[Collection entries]
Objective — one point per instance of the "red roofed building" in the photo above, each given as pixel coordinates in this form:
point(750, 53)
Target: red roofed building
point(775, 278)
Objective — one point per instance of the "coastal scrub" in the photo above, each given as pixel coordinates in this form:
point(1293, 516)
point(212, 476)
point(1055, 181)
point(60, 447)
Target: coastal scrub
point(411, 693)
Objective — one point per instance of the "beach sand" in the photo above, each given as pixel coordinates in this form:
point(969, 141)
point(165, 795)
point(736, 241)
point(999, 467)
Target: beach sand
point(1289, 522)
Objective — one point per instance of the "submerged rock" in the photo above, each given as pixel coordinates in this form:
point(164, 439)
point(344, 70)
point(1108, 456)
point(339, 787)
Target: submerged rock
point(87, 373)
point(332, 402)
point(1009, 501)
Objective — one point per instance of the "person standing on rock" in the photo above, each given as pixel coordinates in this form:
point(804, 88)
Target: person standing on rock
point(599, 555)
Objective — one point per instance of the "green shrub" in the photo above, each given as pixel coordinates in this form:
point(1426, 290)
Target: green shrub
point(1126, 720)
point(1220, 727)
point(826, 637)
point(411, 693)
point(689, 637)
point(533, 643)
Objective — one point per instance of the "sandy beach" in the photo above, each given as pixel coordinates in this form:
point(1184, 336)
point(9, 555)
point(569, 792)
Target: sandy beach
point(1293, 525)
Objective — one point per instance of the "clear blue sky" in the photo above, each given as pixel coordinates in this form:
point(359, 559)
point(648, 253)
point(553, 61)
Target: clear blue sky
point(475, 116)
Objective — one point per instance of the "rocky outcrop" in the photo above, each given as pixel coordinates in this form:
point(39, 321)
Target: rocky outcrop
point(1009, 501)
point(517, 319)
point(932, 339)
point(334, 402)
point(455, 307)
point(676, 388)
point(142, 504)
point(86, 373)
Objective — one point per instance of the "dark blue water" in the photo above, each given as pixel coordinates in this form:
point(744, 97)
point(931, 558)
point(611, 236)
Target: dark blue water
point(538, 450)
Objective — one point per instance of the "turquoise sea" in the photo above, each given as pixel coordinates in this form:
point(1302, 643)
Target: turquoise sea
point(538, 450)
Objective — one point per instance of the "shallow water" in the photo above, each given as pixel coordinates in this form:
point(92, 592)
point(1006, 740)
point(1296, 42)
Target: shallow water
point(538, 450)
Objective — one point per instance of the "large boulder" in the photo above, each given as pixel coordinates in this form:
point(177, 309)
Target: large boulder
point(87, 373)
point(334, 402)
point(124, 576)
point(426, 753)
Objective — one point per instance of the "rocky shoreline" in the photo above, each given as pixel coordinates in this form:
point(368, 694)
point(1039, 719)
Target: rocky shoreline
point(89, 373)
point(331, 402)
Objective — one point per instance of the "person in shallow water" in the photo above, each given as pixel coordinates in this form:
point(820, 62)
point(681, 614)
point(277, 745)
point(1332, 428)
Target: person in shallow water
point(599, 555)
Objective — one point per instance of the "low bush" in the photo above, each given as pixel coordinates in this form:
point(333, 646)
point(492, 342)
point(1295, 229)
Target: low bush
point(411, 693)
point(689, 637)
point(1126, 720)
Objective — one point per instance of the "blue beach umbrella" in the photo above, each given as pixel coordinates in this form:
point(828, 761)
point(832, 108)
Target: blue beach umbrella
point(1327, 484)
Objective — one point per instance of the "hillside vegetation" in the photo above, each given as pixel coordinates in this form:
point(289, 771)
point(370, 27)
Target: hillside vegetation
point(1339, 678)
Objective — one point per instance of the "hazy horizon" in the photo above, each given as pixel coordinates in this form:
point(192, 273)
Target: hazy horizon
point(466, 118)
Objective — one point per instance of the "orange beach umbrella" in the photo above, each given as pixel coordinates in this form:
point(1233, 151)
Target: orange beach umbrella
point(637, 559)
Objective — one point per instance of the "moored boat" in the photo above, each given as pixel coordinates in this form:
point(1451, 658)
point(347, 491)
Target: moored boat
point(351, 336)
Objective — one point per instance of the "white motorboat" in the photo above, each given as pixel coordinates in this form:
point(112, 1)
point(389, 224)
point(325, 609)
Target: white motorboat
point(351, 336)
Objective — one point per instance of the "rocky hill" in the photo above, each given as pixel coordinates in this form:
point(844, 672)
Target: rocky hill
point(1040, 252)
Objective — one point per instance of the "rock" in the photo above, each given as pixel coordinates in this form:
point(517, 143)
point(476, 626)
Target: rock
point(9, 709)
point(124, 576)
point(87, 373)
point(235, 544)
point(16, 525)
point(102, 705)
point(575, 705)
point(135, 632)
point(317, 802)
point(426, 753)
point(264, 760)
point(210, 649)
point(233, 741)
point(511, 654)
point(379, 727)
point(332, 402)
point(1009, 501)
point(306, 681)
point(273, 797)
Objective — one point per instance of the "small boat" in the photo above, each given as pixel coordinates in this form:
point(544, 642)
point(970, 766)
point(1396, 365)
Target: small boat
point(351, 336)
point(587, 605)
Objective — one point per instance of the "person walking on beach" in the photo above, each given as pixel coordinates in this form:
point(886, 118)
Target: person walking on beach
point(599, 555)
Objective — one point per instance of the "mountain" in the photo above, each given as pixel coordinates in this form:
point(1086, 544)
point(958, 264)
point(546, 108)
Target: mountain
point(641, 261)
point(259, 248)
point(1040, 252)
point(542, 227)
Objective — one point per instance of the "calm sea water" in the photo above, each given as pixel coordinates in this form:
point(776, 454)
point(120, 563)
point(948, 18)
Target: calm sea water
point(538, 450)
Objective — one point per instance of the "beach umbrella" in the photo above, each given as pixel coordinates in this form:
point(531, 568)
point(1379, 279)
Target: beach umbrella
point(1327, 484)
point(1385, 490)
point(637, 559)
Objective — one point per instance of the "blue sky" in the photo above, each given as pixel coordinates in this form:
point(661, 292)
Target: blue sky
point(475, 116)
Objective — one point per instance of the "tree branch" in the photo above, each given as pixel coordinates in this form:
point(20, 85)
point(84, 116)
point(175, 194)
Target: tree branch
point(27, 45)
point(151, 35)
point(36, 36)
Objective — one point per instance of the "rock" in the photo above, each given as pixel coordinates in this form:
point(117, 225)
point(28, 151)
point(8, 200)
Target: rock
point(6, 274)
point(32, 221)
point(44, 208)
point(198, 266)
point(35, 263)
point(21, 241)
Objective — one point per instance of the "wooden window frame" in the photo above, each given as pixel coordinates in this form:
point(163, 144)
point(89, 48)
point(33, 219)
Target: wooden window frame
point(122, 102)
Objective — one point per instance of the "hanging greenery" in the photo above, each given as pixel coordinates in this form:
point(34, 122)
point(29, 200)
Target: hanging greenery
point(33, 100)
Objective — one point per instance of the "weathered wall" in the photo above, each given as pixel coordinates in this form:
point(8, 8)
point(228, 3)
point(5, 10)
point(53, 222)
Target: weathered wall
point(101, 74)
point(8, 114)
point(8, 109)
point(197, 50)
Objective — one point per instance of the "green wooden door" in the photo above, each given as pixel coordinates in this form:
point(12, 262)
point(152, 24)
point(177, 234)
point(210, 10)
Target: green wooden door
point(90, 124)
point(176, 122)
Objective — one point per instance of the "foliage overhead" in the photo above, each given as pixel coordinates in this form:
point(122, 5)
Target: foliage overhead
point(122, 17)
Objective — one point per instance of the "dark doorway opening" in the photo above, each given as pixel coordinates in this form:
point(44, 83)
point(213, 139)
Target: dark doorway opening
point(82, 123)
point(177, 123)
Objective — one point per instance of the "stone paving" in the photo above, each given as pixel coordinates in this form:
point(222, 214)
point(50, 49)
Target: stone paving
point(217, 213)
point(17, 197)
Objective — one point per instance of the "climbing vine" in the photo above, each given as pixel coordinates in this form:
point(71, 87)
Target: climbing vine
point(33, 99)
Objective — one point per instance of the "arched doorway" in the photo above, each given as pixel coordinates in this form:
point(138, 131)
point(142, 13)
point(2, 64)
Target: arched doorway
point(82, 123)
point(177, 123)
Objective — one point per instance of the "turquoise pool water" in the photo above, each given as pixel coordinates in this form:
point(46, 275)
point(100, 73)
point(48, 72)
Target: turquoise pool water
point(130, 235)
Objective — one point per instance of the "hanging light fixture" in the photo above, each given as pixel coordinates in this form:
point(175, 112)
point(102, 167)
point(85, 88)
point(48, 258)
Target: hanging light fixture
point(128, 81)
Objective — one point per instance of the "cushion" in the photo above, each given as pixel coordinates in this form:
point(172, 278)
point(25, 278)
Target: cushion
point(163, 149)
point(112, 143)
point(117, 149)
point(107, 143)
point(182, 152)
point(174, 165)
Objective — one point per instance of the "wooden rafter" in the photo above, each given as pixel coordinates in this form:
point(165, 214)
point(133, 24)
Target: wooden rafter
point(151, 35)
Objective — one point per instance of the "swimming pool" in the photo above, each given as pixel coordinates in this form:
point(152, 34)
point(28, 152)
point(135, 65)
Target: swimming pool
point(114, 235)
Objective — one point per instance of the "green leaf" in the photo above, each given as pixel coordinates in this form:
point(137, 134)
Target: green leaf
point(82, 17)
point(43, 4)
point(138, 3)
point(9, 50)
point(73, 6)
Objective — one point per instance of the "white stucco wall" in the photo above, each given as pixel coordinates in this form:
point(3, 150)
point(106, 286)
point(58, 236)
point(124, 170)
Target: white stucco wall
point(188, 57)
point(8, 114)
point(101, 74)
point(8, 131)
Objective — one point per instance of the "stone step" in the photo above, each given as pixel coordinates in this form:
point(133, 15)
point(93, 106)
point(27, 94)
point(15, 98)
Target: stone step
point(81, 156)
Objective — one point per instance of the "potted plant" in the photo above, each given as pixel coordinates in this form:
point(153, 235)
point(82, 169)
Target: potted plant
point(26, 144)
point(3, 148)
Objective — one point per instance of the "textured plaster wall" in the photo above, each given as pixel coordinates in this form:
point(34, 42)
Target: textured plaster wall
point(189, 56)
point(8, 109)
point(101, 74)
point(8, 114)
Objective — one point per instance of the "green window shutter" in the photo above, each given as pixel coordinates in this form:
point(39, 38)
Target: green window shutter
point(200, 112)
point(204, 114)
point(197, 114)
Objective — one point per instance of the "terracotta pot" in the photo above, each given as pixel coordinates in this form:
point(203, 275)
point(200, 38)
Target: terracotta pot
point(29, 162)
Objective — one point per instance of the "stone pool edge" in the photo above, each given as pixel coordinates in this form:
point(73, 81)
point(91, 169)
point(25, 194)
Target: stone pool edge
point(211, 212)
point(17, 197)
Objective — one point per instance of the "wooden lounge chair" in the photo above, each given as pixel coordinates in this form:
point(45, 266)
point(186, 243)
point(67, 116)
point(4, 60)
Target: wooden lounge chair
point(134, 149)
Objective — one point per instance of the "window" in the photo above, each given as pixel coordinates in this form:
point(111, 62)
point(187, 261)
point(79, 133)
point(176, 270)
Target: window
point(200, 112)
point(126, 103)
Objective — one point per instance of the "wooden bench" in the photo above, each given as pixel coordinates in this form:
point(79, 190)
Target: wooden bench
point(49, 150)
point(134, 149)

Brief
Copy, exactly and only, the lines above that begin with the one containing "point(1426, 290)" and finish with the one containing "point(569, 792)".

Expected answer
point(1426, 290)
Target: green shrub
point(1126, 720)
point(1220, 727)
point(826, 637)
point(411, 693)
point(689, 637)
point(533, 643)
Objective — one point per instance of the "sandy beach" in the photo above, each given as pixel coordinates in this form:
point(1184, 336)
point(9, 555)
point(569, 792)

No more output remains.